» Given instruction
Copy out the whole text below on how a phone's CPU cores handle different apps, word for word.

» Source

+ + + +

Chrome is able to consistently make use of a large amount of threads, so that we see use of up to 6 CPUs with small bursts of up to almost 9 threads.
Moving away from browser-based scenarios, we move onto real application use-cases. We start off with Google Hangouts.
During the initial application launch, we don't see much activity on the little cores. Cores 1-3 are mostly power-gated and we see that there's little to no threads placed onto the cluster during that period. Once the app opened, we see the threads migrate back onto the little cluster. Here we see full use of all 4 CPU cores as each core has threads placed on it doing activity.
This is the perfect burst-scenario for the big cores. The application launch kicks in the cores into high gear as they reach the full 2.1GHz of the SoC. We see that all 4 cores are doing work and have thread placed on them.
In general, the workload is optimized towards 4-core CPUs. Because 4x4 big.LITTLE SoCs in a sense can be seen as 4-core designs, we don't see an issue here.
I wanted also to have a closer look at CPU behaviour while using the phone's camera. First off, we start off by analyzing what happens when we launch the camera application.
Most of the work when launching the camera was done by the big cluster. Here we see all 4 cores jumping into action.
Samsung seems to be able to parallelize well the camera application as this is again a sensible scenario that makes good usage of the 4.4 big.LITTLE topology of the SoC.
Real Racing 3 PlayingOf course we have to also measure what happens during a normal play-through. I recorded a 38s section of in-game activity while racing part of a lap around a circuit.
The little cores see at least 3 major threads loaded onto them. The 4th core is doing some work as well, but quite a bit less than the first 3.
I think it's pretty safe to come to the conclusion that Real Racing 3 is coded with quad-core CPUs in mind as we see exactly 4 major threads loading the SoC's CPUs to various extent.
Trying out another popular high-end game, we have a look at Modern Combat 5.

+ + + +

[Photo object pointing records]
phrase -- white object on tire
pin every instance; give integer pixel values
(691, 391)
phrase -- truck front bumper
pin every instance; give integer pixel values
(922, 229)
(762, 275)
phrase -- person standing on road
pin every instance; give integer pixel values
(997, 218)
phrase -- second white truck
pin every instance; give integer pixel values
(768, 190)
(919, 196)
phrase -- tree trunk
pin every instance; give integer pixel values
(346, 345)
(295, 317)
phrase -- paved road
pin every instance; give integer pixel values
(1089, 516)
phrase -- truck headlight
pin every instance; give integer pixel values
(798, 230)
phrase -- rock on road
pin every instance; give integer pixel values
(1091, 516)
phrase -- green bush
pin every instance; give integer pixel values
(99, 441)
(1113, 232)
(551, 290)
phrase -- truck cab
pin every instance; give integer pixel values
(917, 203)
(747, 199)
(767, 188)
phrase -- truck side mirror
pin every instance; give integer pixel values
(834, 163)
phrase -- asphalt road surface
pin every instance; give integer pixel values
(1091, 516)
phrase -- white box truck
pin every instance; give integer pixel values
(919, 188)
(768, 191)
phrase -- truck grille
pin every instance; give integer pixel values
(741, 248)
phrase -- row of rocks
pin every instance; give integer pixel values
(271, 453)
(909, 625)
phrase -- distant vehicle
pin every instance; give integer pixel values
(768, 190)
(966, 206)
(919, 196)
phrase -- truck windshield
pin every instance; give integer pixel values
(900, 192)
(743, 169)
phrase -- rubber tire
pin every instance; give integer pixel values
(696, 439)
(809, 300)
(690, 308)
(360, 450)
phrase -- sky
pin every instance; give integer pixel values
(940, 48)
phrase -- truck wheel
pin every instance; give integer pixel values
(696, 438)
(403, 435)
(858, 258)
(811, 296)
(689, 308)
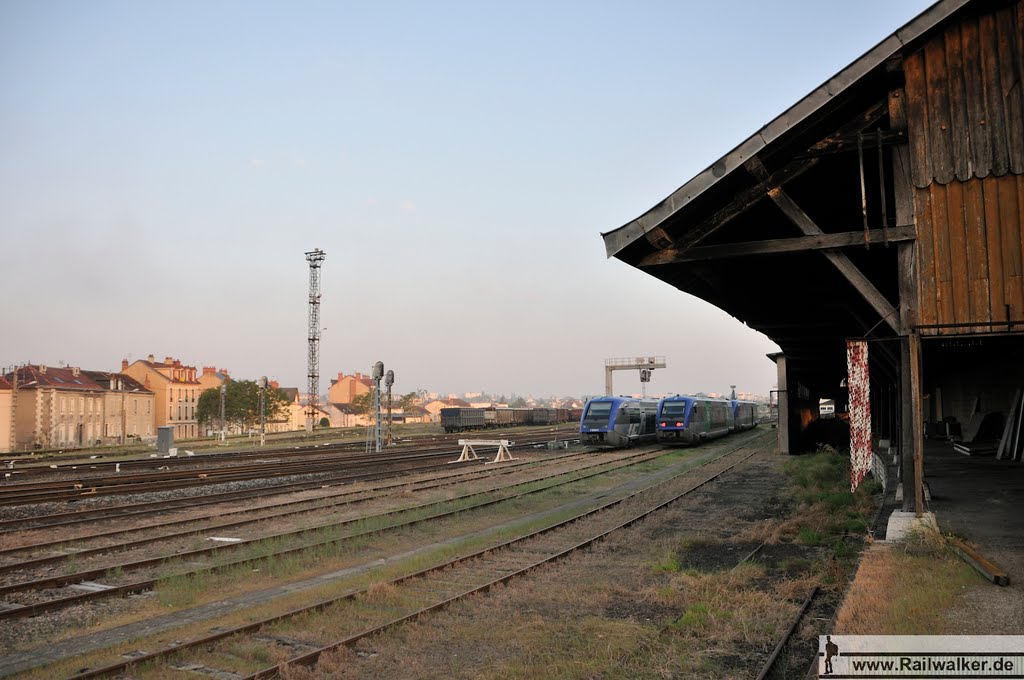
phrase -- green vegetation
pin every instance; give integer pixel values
(241, 405)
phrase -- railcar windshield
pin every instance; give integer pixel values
(597, 414)
(673, 409)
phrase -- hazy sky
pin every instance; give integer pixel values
(165, 166)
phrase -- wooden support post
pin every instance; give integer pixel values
(906, 416)
(783, 405)
(914, 424)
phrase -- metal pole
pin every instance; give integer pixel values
(262, 412)
(378, 375)
(315, 259)
(388, 381)
(223, 421)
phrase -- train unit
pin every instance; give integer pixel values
(617, 421)
(464, 419)
(744, 415)
(690, 420)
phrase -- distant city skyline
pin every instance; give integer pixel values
(167, 166)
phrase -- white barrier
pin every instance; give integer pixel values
(469, 454)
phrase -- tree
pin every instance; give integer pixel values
(241, 405)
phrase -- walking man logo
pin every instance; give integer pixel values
(832, 649)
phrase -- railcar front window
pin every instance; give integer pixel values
(673, 410)
(597, 415)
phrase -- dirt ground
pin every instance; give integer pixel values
(663, 600)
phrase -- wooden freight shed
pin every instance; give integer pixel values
(885, 206)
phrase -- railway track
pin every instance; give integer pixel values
(91, 580)
(88, 486)
(353, 614)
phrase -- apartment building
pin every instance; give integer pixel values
(6, 416)
(128, 408)
(176, 391)
(55, 407)
(346, 388)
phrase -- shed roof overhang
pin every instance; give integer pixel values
(774, 232)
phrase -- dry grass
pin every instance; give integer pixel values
(905, 589)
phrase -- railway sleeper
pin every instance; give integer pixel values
(291, 643)
(199, 669)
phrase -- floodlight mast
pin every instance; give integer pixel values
(378, 375)
(315, 259)
(388, 381)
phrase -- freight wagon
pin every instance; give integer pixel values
(460, 420)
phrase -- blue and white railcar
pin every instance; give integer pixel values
(690, 420)
(744, 414)
(617, 421)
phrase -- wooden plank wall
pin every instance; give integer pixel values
(965, 102)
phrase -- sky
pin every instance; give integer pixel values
(164, 167)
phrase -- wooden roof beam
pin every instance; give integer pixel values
(856, 278)
(775, 246)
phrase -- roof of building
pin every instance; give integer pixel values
(32, 376)
(157, 366)
(781, 128)
(346, 409)
(128, 383)
(739, 234)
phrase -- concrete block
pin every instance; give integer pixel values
(901, 523)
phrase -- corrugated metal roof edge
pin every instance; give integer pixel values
(619, 239)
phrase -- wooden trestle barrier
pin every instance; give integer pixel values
(469, 454)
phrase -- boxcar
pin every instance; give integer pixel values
(544, 416)
(460, 420)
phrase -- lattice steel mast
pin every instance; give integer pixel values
(315, 258)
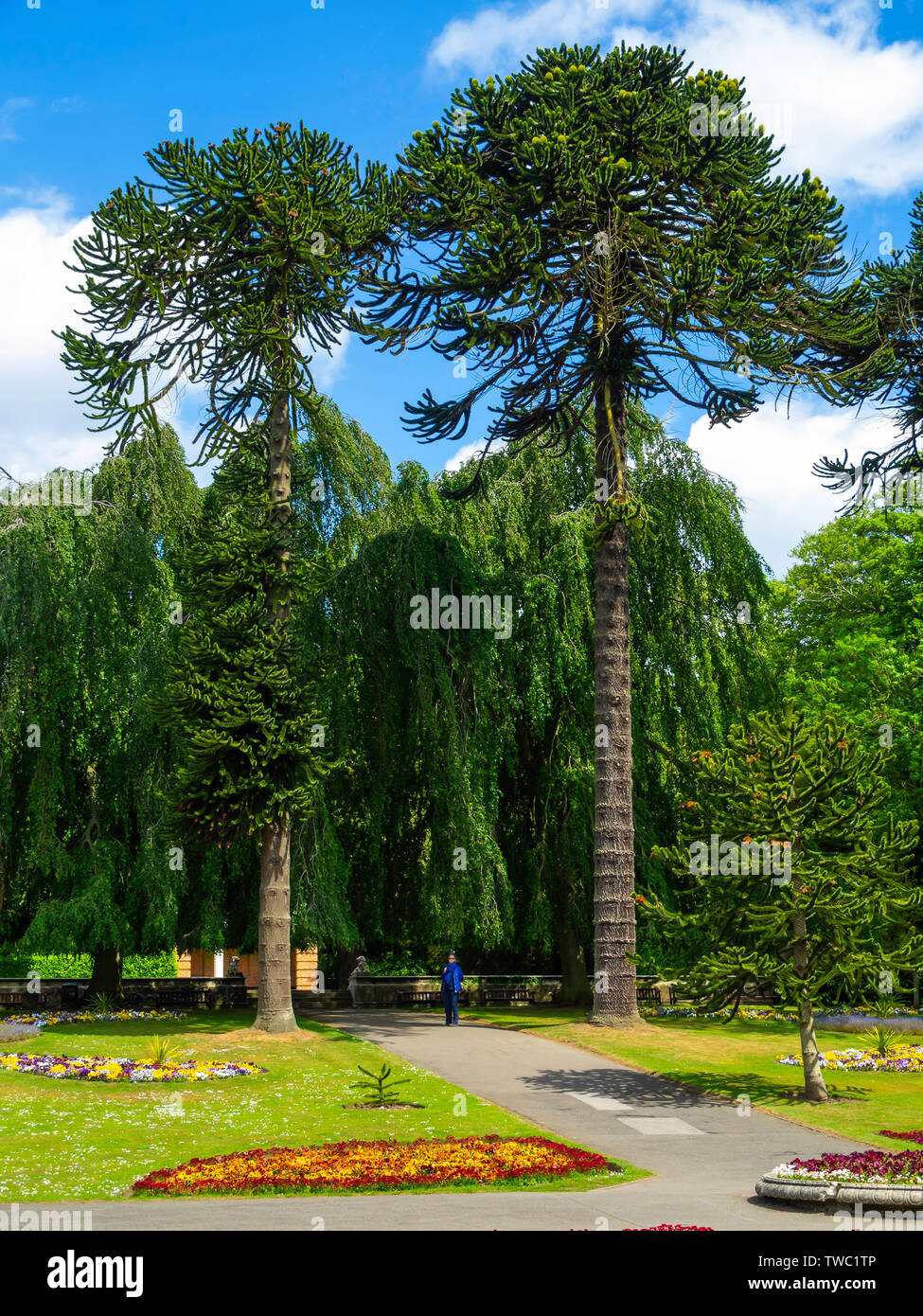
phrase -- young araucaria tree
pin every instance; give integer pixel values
(792, 873)
(232, 270)
(594, 229)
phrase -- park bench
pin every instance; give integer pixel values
(427, 998)
(21, 998)
(233, 995)
(646, 991)
(181, 996)
(506, 995)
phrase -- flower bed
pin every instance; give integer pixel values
(46, 1019)
(107, 1069)
(669, 1229)
(775, 1016)
(381, 1164)
(903, 1058)
(868, 1167)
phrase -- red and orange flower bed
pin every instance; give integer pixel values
(382, 1164)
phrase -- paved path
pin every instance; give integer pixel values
(704, 1157)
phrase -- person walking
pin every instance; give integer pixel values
(452, 979)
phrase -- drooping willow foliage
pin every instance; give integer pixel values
(84, 604)
(464, 807)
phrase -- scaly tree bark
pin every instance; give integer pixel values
(233, 270)
(589, 237)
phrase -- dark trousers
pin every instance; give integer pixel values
(451, 1002)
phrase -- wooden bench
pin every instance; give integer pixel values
(181, 996)
(23, 998)
(506, 995)
(427, 998)
(650, 992)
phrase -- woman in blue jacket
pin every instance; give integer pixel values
(452, 979)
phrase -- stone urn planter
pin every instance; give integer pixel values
(842, 1191)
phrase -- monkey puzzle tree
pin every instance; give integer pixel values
(589, 237)
(798, 878)
(886, 366)
(232, 270)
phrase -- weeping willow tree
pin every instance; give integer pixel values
(84, 606)
(253, 718)
(479, 830)
(233, 270)
(586, 241)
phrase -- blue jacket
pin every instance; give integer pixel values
(452, 978)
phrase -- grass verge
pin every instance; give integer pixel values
(73, 1139)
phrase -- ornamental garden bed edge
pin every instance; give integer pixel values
(823, 1191)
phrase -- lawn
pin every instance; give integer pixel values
(738, 1058)
(73, 1139)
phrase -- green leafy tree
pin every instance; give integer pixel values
(795, 880)
(585, 241)
(495, 758)
(232, 272)
(84, 606)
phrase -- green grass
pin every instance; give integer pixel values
(738, 1058)
(73, 1139)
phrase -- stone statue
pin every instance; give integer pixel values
(361, 970)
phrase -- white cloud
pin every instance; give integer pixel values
(769, 458)
(328, 367)
(844, 100)
(41, 425)
(464, 454)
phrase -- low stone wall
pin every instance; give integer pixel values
(860, 1023)
(53, 989)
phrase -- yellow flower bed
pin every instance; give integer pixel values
(374, 1164)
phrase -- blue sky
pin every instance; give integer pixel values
(87, 86)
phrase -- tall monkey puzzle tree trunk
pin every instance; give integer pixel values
(274, 1007)
(613, 827)
(515, 200)
(815, 1089)
(233, 269)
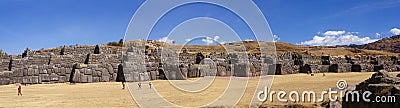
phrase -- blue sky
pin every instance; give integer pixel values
(52, 23)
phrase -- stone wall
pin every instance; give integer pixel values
(79, 64)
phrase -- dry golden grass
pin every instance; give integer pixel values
(110, 94)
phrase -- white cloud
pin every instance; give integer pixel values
(166, 40)
(332, 38)
(276, 38)
(334, 33)
(395, 31)
(209, 40)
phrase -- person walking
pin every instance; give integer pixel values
(19, 90)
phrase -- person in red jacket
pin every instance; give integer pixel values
(19, 90)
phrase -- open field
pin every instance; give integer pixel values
(109, 94)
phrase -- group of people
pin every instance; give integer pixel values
(139, 85)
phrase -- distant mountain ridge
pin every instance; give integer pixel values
(390, 44)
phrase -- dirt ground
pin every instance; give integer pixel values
(110, 94)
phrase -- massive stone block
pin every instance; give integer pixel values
(241, 69)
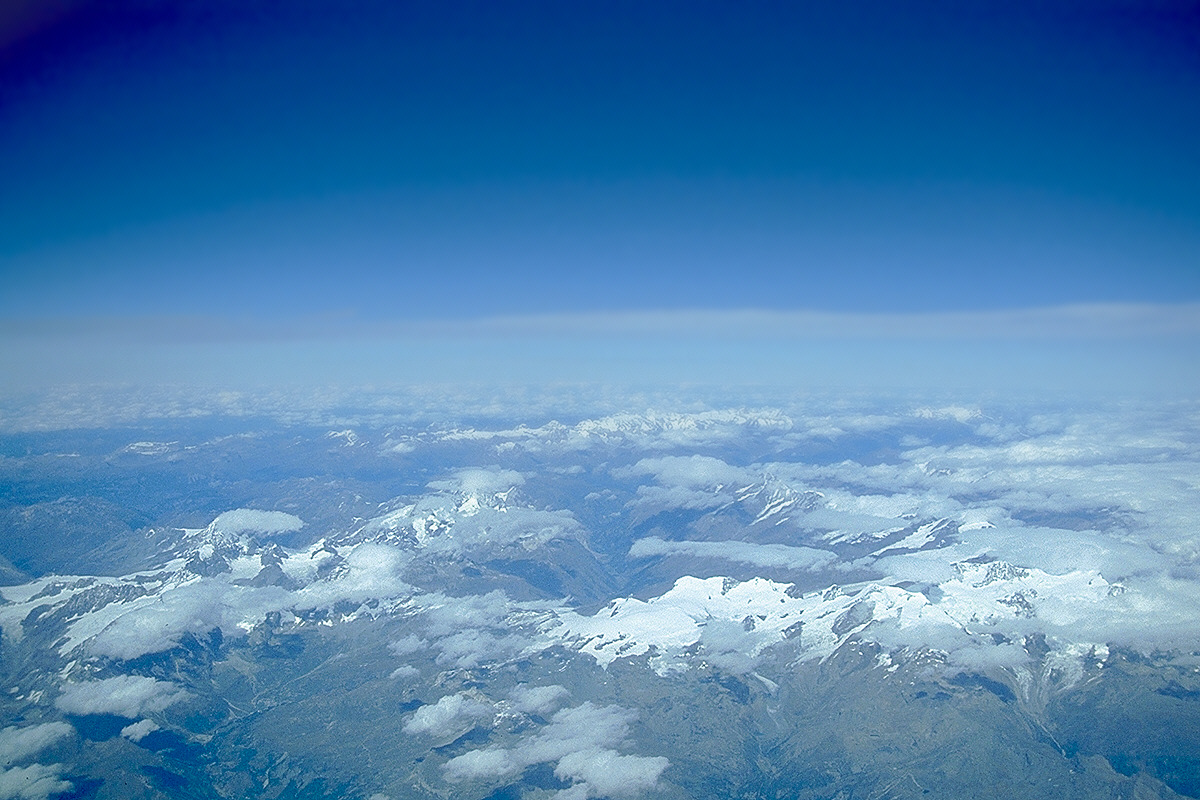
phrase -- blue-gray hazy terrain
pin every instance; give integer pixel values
(583, 593)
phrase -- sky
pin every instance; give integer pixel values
(292, 164)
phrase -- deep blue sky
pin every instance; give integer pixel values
(454, 160)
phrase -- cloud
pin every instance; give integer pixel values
(252, 521)
(33, 782)
(139, 731)
(448, 715)
(18, 744)
(537, 699)
(127, 696)
(582, 740)
(479, 481)
(765, 555)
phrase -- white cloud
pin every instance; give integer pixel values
(139, 731)
(252, 521)
(448, 715)
(18, 744)
(33, 782)
(129, 696)
(582, 741)
(537, 699)
(765, 555)
(479, 481)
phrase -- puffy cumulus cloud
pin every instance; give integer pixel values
(127, 696)
(727, 644)
(252, 521)
(537, 699)
(765, 555)
(153, 625)
(18, 744)
(407, 645)
(606, 773)
(697, 482)
(689, 471)
(479, 481)
(448, 716)
(582, 741)
(139, 731)
(156, 623)
(957, 413)
(480, 629)
(33, 782)
(371, 570)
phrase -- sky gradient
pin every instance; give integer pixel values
(473, 160)
(285, 172)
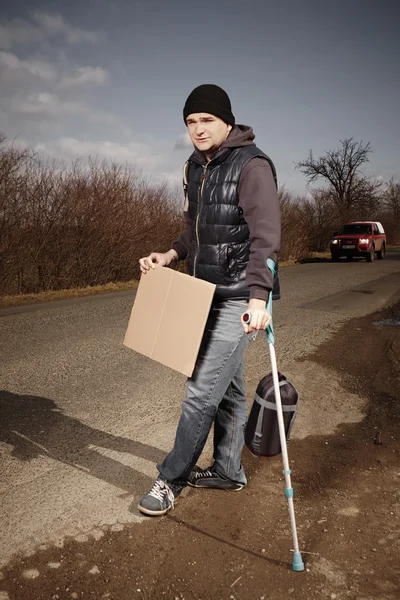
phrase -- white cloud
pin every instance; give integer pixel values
(138, 154)
(46, 104)
(44, 26)
(183, 142)
(36, 67)
(85, 76)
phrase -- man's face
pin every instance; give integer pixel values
(207, 132)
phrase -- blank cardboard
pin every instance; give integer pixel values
(168, 318)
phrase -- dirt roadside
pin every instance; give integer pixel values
(221, 546)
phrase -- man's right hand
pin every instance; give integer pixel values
(157, 258)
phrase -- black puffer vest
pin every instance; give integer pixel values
(220, 247)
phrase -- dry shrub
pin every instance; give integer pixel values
(62, 228)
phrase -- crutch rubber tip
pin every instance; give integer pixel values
(297, 564)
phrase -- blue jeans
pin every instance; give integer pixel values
(214, 394)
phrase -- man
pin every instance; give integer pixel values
(232, 227)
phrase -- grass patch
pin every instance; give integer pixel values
(62, 294)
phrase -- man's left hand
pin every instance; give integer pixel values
(260, 317)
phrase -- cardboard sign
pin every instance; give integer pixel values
(168, 318)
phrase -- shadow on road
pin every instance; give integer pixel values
(35, 426)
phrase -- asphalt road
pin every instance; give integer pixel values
(84, 420)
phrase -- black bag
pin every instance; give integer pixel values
(262, 431)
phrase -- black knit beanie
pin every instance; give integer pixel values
(211, 99)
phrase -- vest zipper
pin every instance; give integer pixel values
(203, 177)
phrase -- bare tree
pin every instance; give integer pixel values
(349, 188)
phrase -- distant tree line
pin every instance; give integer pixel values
(88, 224)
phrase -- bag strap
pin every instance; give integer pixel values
(185, 185)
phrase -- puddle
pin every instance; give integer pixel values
(387, 323)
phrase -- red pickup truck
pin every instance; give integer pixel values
(359, 238)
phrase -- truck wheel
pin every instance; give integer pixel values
(371, 254)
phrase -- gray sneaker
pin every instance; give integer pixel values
(159, 500)
(210, 478)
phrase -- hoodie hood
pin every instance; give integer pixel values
(241, 135)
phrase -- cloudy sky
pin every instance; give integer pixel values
(110, 77)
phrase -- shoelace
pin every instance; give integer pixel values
(204, 473)
(160, 489)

+ + + +

» The result
Chrome is able to consistently make use of a large amount of threads, so that we see use of up to 6 CPUs with small bursts of up to almost 9 threads.
Moving away from browser-based scenarios, we move onto real application use-cases. We start off with Google Hangouts.
During the initial application launch, we don't see much activity on the little cores. Cores 1-3 are mostly power-gated and we see that there's little to no threads placed onto the cluster during that period. Once the app opened, we see the threads migrate back onto the little cluster. Here we see full use of all 4 CPU cores as each core has threads placed on it doing activity.
This is the perfect burst-scenario for the big cores. The application launch kicks in the cores into high gear as they reach the full 2.1GHz of the SoC. We see that all 4 cores are doing work and have thread placed on them.
In general, the workload is optimized towards 4-core CPUs. Because 4x4 big.LITTLE SoCs in a sense can be seen as 4-core designs, we don't see an issue here.
I wanted also to have a closer look at CPU behaviour while using the phone's camera. First off, we start off by analyzing what happens when we launch the camera application.
Most of the work when launching the camera was done by the big cluster. Here we see all 4 cores jumping into action.
Samsung seems to be able to parallelize well the camera application as this is again a sensible scenario that makes good usage of the 4.4 big.LITTLE topology of the SoC.
Real Racing 3 PlayingOf course we have to also measure what happens during a normal play-through. I recorded a 38s section of in-game activity while racing part of a lap around a circuit.
The little cores see at least 3 major threads loaded onto them. The 4th core is doing some work as well, but quite a bit less than the first 3.
I think it's pretty safe to come to the conclusion that Real Racing 3 is coded with quad-core CPUs in mind as we see exactly 4 major threads loading the SoC's CPUs to various extent.
Trying out another popular high-end game, we have a look at Modern Combat 5.